DATASET RECORDS below:
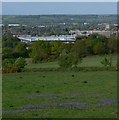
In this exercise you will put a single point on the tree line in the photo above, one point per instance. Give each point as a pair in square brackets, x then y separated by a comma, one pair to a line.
[68, 54]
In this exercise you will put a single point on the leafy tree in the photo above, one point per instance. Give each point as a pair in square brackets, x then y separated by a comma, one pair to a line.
[21, 50]
[98, 48]
[106, 62]
[7, 63]
[20, 62]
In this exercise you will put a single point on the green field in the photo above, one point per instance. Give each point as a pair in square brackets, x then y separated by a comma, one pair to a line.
[60, 95]
[89, 61]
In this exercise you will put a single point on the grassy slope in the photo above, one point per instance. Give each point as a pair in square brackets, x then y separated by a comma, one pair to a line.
[18, 87]
[87, 61]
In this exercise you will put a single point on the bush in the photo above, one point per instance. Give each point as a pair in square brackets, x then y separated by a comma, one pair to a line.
[20, 63]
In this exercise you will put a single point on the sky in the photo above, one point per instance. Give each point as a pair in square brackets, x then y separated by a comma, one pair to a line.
[37, 8]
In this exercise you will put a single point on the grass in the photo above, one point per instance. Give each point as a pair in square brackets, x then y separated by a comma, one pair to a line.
[48, 88]
[89, 61]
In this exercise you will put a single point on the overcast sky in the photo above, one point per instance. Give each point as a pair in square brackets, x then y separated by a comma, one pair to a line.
[36, 8]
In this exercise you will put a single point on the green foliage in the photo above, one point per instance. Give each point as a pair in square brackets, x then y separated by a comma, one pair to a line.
[21, 50]
[20, 62]
[106, 62]
[7, 63]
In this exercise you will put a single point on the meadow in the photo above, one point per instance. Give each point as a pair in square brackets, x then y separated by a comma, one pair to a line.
[60, 95]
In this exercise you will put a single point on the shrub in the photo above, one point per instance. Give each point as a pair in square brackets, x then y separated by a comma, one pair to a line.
[20, 63]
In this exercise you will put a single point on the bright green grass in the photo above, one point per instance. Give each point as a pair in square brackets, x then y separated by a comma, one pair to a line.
[19, 87]
[89, 61]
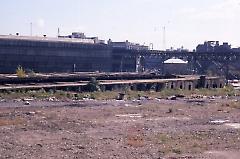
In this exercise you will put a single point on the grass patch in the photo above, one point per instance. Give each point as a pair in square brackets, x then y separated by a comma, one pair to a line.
[8, 122]
[130, 95]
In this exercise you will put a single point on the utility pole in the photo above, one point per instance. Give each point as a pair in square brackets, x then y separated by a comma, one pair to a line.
[31, 29]
[58, 32]
[164, 38]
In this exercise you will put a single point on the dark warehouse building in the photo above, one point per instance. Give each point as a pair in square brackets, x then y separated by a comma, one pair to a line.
[43, 54]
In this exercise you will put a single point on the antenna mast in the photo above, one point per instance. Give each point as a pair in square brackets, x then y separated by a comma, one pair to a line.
[31, 29]
[164, 38]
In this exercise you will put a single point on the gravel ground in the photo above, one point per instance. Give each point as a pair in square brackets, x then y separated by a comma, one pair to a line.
[147, 128]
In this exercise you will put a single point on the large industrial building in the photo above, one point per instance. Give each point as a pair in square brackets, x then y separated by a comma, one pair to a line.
[62, 54]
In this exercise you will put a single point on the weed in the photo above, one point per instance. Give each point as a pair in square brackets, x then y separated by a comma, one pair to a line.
[20, 72]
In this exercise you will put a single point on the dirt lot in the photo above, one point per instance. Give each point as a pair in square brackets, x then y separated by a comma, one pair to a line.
[147, 128]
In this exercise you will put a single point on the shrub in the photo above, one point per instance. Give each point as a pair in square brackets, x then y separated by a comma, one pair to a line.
[93, 85]
[20, 72]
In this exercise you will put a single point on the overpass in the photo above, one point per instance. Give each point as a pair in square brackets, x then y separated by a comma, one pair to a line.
[227, 63]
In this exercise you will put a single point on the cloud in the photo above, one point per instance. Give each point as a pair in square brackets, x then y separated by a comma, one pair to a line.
[41, 23]
[226, 10]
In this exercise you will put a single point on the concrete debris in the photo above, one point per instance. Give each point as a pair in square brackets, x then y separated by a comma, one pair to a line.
[27, 103]
[219, 121]
[180, 96]
[233, 125]
[31, 113]
[172, 98]
[28, 99]
[121, 96]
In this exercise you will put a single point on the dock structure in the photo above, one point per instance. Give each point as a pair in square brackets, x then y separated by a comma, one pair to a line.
[108, 82]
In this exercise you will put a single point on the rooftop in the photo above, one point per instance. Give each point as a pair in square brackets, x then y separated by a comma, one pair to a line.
[46, 39]
[175, 61]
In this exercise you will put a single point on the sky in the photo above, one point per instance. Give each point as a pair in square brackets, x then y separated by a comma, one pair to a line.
[187, 22]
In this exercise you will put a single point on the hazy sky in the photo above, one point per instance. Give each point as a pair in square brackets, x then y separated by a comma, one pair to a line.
[188, 22]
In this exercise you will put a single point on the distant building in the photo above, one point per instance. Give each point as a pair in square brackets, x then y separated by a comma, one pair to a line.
[78, 35]
[213, 46]
[127, 45]
[175, 66]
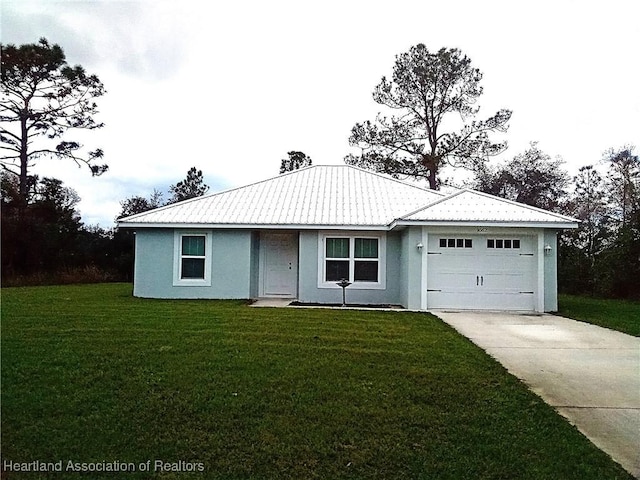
End of DATASET RECORDS.
WHAT THE TASK REQUIRES
Print all records verbatim, excluding pictures.

WRITTEN REPLY
In this exercise you will put a single point on the tree line in the photo above, one point per instance. Give each point as a pair in square brackets, x then y separated by a comma, one pair to a line.
[68, 54]
In this exercise you will put a single point on the leafy tree in the photo above, one point per instance. Give each point as a pair in square brackets, x then y separated by a comma, one pair to a line.
[21, 50]
[98, 48]
[106, 62]
[7, 63]
[20, 62]
In this exercise you will put a single point on the green field in the photo above, one point per instance. Give each point as a pair in square brackets, x then y separated by a comma, one pair to a line.
[60, 95]
[89, 61]
In this exercise you will put a single point on the grassy slope in the photo above, one point per instance. Give each point as a pair in square brackets, x then y separated by a comma, one pair to a line.
[18, 87]
[87, 61]
In this exercise you will put a single point on the bush in the photo above, one point per instance. Give each point as a pair in square brackets, x then y separated by a comma, one pair to a line.
[20, 63]
In this exercise you will put a single point on the sky in the photo above, one point per instance. Give each point as a pair in square brackets, x then y separated by a comma, one pair to a line.
[37, 8]
In this exercise you will put a single point on the grass in the photo above, one point per instance. Give each point as a pair in square brackets, x then y separated by a comma, one pair to a line.
[48, 88]
[89, 61]
In this exercise you will put a single point on the overcast sky in the photo above, one point per instance. Give each point as a pair in square brackets, x then y separated by a comma, one pair to a line.
[36, 8]
In this exercise you will put a single point on the green foliage in the photo above, one point per instance. Give each point as a pair in square brackets, x then y separated by a comma, one pair to a line.
[21, 50]
[20, 62]
[106, 62]
[7, 63]
In this exercise you will put a single point on the meadow in the photo above, one point per instance. Give each point as a pair in square brackets, x then y separated by a comma, one pair to a line.
[60, 95]
In this exercise you will put a single point on the shrub in the photo above, one point per instance. Give each point as a pair in square brackets, x then y separated by a comma, one pair to a line.
[20, 63]
In this exercise you will put a single point on the bright green grass in the photo above, one point per instance. Give each point as a pair in square brackets, x then y separated by a comma, one pair to a line.
[19, 87]
[89, 61]
In this exercise you will put a single point on the grass patch in the photo above, one point per instance. Give each point as a pair in square brackets, x then y separated by a comma, one pair to a line.
[8, 122]
[130, 95]
In this exercise you will put a single point on the utility pole in the photo above, one point per instance. Give each point as a pair in square brackets, x then y separated by a comma, one pair to a line.
[31, 29]
[58, 32]
[164, 38]
In this exercise you will put a single point on the dark warehouse building in the photo above, one point per instance. Give each point as a pair in square brackets, x then y separated by a comma, one pair to a line.
[43, 54]
In this exercise you will put a single point on the antenna mast in the photo above, one point per instance. Give each point as a pair in square brackets, x then y separated by a comma, one pair to a line.
[31, 29]
[164, 38]
In this exercise you will put a single point on the gravel ground in the photo above, one point per instance. Give each point as a pair in square brackets, x then y separated by a comma, one pair to a line.
[147, 128]
In this exercise you will put a single point on the large industrial building in the photo above, one point per instance. Give each point as a pair in square brackets, x then y separated by a comma, one pair to a line.
[62, 54]
In this exercise you will put a single point on the weed in the photo above, one point per instance. Give each point as a pair in square brackets, x then y separated by a comma, one pair to a line.
[20, 72]
In this exercise you will put a single point on the dirt lot in the photo above, one point per instance. Give each point as a pair in square brackets, x then y separated by a comma, one pair to a line.
[147, 128]
In this exercise you will put a single point on the shrub in the photo above, one point per instance. Give each point as a pair in square brackets, x then y separated by a comma, one pair to a line.
[93, 85]
[20, 72]
In this exercise you will put a single point on the overpass in the photo above, one point per instance. Give each point as a pair in square brackets, x then y separated by a comma, one pair to a line.
[227, 63]
In this exercise you will put a single point on the cloud in the photo above, one point per instance. Give each point as a pair in square brackets, x then y separated by a comma, one pair to a line.
[41, 23]
[226, 10]
In this exercise you will put a single point on the concrete debris in the photo above, one point per instance. Give each point as a pair in square brackets, x then y separated by a comma, one pair to a line.
[27, 103]
[219, 121]
[180, 96]
[233, 125]
[31, 113]
[172, 98]
[28, 99]
[121, 96]
In this exercise you will put a single point on the dock structure in the photo above, one point per instance. Give each point as a pair in square brackets, x then y separated by a comma, one pair to a line.
[108, 82]
In this exercise you will put a single point on the rooftop in the photo above, one point per instance. Give each point as a pair in square brackets, x then y separated by a comma, one pair to a line.
[46, 39]
[175, 61]
In this exercise you will put a single point on the sky in the photo above, one point per instance. Give each point as a pair in square brackets, x then y separated by a comma, one pair to a line.
[187, 22]
In this exercise you will put a single point on the hazy sky in the photo above, one point per instance. Give each point as a pair in square brackets, x then y separated by a comma, one pair to a line.
[188, 22]
In this exercise you will put a single point on the distant building in the photo above, one point per instance. Give each point as a pair in square brackets, x then y separated by a comma, one pair to a line.
[78, 35]
[213, 46]
[127, 45]
[175, 66]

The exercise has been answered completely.